# Task prompt:
Please write out all the rows below as a numbered list, skipping any blank lines.

# Rows:

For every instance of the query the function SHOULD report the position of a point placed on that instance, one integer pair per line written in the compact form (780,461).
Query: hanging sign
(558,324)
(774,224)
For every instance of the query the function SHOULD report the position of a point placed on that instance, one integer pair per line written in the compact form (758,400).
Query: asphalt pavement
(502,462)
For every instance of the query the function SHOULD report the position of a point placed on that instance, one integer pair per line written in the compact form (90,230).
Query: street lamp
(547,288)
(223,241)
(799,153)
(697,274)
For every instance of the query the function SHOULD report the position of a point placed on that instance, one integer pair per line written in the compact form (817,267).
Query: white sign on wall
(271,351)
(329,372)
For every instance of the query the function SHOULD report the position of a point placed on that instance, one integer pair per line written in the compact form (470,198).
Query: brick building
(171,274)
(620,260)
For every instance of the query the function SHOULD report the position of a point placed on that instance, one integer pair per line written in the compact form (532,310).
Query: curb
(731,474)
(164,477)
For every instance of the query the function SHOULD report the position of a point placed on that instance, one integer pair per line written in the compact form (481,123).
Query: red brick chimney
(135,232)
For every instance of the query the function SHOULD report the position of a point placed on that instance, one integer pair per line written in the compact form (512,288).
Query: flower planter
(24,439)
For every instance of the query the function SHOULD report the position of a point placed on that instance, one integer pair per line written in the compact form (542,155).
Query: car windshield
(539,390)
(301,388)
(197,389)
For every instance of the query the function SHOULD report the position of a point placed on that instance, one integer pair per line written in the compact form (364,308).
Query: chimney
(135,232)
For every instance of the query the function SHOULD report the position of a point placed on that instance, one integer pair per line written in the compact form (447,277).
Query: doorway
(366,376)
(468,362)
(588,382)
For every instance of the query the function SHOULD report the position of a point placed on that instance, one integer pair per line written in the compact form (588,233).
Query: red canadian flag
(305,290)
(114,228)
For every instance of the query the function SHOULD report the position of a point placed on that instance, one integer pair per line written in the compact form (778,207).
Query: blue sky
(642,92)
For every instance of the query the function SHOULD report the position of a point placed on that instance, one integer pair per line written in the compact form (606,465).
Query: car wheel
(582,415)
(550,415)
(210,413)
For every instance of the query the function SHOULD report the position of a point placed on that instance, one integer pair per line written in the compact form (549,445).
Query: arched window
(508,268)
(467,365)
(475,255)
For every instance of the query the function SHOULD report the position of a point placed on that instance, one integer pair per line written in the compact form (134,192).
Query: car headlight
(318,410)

# Output for this task:
1. For every instance of the query the function SHOULD report the position of a point placed on that instance, one integer pair per line written in the compact form (780,461).
2. Query: hanging sign
3. (558,324)
4. (774,224)
5. For every instance of the query the function SHOULD report the position of a point placed on that instance, one integer pair per line written in the compact form (758,400).
6. Query: asphalt pavement
7. (502,462)
8. For every instance of the query the function SHOULD report the position of a point placed on that instance, one integer pair per line written in the compact form (90,230).
9. Query: street lamp
10. (547,288)
11. (223,241)
12. (799,153)
13. (697,274)
14. For every instance of the query the function SHOULD report the position of a point placed on that instance, one integer pair per line written in the compact form (817,267).
15. Query: white sign on wall
16. (271,351)
17. (329,372)
18. For every instance of the query the function SHOULD report the position of a point placed on that instance, one integer pair per line written in the compact form (470,198).
19. Query: brick building
20. (171,274)
21. (620,260)
22. For every instance of the query the function SHOULD report the position of a point placed on that instance, one integer pair per line written in the compact form (532,310).
23. Query: curb
24. (731,474)
25. (164,477)
26. For every instance of the query the function SHOULD report the position of a point placed on that instance, one integer pair per line written in the compact form (481,123).
27. Query: red brick chimney
28. (135,232)
29. For every instance of the query the function SHOULD report the position of a point placed on that instance, one integer pair per line written in the compact form (512,288).
30. Query: flower planter
31. (24,439)
32. For every instance of the query the function SHOULD report the position of a point placed on that instance, one integer pair per line written in the compact form (542,155).
33. Query: car windshield
34. (539,390)
35. (301,388)
36. (197,389)
37. For every instance of the query the function SHOULD report the position of a point placed on that instance, one integer pair per line written in the compact form (364,308).
38. Query: chimney
39. (135,232)
40. For every instance of the query the function SHOULD report the position of a point placed on that instance, one integer pair per line written in the compact form (447,277).
41. Query: doorway
42. (366,376)
43. (468,362)
44. (588,382)
45. For every instance of the query the function SHOULD report the position of a point placed on that instance, one integer pair per line written in the compact form (588,233).
46. Query: red canadian flag
47. (305,290)
48. (114,228)
49. For every instance of the query the function SHOULD report the position of a point placed on that instance, one integer pair per line written in the compact form (778,207).
50. Query: blue sky
51. (642,92)
52. For every instance of the query the function SHOULD report the position of a point placed on that instance, one integer pair per line written in the compact form (606,465).
53. Query: car wheel
54. (582,415)
55. (550,415)
56. (210,413)
57. For every instance of the query the function SHOULD report the position of a point placed on that instance, one integer pair per line written in the compact form (549,445).
58. Query: arched window
59. (508,268)
60. (467,365)
61. (475,255)
62. For every instance of the query the function SHOULD report the position of a point placed on that instance, one integer pair per line written in the compact form (134,192).
63. Query: car headlight
64. (318,410)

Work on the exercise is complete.